#### Aim 1
Pull out every line of the records below that contains the word "suit".

#### Passage given
---+---

Triad: Three Complete Science-Fiction Novels, A.E. van Vogt

Simon & Schuster/SFBC Edition, 1951, 527 pages, C$??.?? hc, ISBN Unavailable

Tonight, ladies, gentlemen and extraterrestrials from Cylonak, we are going to delve deep into the archives of Science Fiction to dredge back a forgotten masterpiece, or three for that matter. At a time where men were men and women were irrelevant… at a time where it was plausible to postulate non-Aristolean logic without howling with laughter… at a time where you could have spacemen waving vibrators around without having your book banned… at a time where SF fans perceived themselves as being persecuted and hunted down like rabid dogs… lived an author named A.E. van Vogt.

A curious fellow, this Arthur Elton van Vogt. Born in Canada in 1912, emigrated in the United States in 1944, he had by that time established himself as one of Science-Fiction’s giants. He specialized in grandiose tales of space-opera, of supermen, of monsters and empires. He never made too much sense, but he wrote with such intensity that few were left unimpressed. Today, we will see three of his finest novels, brought together in one handy package unimaginatively called Triad.

---+---

#### Dataset extract

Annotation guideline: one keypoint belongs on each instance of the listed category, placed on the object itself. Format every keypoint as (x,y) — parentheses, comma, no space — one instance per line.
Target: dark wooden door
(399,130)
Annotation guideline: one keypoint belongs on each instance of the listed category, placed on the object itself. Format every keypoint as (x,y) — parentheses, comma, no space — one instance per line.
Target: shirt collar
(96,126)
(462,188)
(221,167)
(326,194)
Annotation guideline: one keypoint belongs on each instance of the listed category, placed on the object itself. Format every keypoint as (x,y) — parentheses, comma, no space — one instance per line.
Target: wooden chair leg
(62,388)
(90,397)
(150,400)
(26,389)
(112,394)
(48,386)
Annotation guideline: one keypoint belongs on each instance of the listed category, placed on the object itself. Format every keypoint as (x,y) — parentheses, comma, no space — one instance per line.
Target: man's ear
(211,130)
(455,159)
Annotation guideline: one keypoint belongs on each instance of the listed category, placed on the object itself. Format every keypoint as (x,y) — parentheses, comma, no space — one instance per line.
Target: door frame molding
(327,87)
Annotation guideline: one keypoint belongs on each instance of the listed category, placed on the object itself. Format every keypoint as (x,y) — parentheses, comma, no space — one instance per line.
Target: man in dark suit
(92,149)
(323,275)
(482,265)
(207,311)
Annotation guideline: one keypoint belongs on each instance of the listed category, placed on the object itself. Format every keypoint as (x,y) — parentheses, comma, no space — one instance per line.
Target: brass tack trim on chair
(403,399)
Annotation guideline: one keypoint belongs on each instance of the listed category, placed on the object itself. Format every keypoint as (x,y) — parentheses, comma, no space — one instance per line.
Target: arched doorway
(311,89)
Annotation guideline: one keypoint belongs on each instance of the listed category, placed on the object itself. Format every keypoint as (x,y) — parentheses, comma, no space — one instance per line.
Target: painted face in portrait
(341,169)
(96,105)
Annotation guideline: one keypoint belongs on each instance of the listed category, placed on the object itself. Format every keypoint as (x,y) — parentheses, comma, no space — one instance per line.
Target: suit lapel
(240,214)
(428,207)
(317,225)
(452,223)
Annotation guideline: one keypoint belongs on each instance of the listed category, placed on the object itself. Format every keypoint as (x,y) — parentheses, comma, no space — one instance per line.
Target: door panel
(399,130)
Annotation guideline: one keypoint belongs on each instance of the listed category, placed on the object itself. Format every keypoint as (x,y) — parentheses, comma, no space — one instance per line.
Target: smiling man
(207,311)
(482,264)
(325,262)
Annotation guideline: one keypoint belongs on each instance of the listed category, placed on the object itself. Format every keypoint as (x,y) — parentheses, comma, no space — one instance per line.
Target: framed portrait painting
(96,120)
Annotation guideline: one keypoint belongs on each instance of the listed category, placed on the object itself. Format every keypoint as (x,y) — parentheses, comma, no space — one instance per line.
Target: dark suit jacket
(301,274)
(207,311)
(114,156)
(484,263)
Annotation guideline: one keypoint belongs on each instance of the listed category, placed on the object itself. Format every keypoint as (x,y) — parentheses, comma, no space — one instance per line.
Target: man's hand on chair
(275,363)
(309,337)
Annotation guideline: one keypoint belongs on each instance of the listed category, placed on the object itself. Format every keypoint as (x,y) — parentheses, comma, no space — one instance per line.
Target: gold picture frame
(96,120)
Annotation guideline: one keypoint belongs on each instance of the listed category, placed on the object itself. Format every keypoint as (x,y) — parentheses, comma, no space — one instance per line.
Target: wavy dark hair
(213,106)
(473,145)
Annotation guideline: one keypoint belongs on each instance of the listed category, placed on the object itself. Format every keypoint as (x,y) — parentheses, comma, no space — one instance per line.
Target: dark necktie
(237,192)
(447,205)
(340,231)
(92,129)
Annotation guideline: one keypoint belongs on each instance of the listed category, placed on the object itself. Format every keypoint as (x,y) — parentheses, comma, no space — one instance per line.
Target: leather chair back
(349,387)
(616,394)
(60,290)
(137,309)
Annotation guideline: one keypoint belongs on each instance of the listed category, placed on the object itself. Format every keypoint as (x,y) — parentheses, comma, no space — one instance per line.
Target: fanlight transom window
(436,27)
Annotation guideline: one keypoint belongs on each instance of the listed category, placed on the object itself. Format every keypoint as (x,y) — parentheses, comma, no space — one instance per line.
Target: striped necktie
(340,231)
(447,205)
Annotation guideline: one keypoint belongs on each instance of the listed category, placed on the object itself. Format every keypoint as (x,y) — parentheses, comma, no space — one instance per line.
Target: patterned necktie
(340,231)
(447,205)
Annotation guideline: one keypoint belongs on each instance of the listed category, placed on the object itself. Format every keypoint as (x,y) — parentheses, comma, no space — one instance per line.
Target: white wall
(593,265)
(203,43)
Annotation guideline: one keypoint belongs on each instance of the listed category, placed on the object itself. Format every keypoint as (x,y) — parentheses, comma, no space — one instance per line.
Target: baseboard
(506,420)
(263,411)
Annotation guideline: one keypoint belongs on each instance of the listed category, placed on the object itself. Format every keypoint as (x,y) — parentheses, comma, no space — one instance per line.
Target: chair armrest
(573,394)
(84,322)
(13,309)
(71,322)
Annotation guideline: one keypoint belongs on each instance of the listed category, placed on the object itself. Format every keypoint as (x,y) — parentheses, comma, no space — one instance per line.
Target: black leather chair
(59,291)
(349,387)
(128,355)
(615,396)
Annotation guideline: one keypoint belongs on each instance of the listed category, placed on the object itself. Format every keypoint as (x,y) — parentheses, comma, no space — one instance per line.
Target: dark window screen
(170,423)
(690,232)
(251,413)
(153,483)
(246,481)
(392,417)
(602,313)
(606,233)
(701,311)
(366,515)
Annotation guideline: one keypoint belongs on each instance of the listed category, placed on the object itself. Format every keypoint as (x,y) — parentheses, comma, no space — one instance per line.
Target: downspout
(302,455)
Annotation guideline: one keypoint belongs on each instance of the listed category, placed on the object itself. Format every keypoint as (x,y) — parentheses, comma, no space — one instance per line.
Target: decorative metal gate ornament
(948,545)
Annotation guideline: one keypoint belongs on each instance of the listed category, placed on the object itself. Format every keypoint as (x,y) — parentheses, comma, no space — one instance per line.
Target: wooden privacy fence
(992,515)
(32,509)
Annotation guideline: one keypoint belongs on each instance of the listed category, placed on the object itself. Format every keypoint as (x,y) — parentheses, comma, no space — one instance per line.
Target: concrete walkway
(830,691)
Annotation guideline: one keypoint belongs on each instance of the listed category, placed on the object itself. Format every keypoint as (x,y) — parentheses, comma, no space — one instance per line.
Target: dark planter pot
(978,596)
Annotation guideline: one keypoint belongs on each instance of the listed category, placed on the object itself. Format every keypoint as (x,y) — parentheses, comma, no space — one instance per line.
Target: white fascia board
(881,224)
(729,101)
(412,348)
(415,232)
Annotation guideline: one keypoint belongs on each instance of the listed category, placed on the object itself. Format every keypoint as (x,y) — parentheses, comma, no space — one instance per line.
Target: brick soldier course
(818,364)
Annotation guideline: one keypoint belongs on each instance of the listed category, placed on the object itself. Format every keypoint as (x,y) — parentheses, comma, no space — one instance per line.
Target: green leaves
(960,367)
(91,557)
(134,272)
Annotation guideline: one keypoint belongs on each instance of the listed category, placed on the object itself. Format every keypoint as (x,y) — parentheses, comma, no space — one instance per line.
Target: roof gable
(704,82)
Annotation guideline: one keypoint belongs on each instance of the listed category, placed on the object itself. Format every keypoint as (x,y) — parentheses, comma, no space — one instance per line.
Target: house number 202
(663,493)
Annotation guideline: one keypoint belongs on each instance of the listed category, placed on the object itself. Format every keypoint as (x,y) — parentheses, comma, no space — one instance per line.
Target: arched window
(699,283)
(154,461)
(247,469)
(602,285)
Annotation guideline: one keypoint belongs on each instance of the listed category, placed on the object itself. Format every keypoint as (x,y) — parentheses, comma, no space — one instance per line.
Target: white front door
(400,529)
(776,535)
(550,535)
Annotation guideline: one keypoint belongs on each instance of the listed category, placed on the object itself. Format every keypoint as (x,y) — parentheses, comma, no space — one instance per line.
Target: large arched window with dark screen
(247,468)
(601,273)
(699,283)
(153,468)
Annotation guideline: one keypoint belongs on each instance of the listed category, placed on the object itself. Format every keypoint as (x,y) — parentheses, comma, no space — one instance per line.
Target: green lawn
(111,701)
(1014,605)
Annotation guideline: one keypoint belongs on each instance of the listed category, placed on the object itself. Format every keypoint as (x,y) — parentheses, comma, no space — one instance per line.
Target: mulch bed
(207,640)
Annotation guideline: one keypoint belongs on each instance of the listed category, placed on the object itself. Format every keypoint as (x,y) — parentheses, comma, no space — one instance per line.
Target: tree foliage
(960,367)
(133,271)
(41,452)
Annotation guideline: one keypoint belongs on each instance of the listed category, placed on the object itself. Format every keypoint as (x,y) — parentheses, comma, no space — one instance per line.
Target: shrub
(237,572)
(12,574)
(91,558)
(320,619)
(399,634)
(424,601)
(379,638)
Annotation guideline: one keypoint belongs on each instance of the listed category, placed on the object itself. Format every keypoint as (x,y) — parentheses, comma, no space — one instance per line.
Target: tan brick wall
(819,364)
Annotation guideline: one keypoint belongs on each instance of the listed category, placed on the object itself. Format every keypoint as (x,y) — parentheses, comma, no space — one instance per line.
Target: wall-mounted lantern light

---+---

#### Aim 2
Duplicate the passage in the Triad review above from "Triad: Three Complete" to "A.E. van Vogt.".

#### Exercise output 1
Target: man in dark suit
Target: suit lapel
Target: dark suit jacket

#### Exercise output 2
Triad: Three Complete Science-Fiction Novels, A.E. van Vogt

Simon & Schuster/SFBC Edition, 1951, 527 pages, C$??.?? hc, ISBN Unavailable

Tonight, ladies, gentlemen and extraterrestrials from Cylonak, we are going to delve deep into the archives of Science Fiction to dredge back a forgotten masterpiece, or three for that matter. At a time where men were men and women were irrelevant… at a time where it was plausible to postulate non-Aristolean logic without howling with laughter… at a time where you could have spacemen waving vibrators around without having your book banned… at a time where SF fans perceived themselves as being persecuted and hunted down like rabid dogs… lived an author named A.E. van Vogt.